_Work required_
Copy out the lines of the material below, from the line containing "formatted as [799,300]." through the end of the material, with both ends included.

Excerpts from point annotation data
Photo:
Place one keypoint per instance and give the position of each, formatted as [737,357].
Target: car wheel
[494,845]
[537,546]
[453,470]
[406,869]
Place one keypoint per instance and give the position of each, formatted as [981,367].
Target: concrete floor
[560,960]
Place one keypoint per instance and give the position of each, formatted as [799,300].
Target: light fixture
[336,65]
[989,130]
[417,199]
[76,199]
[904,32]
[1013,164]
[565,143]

_Correct answer_
Place one keypoint per instance and give the position of each, formatted as [799,300].
Target: light fixture
[336,65]
[989,130]
[417,199]
[76,199]
[904,32]
[1013,164]
[565,143]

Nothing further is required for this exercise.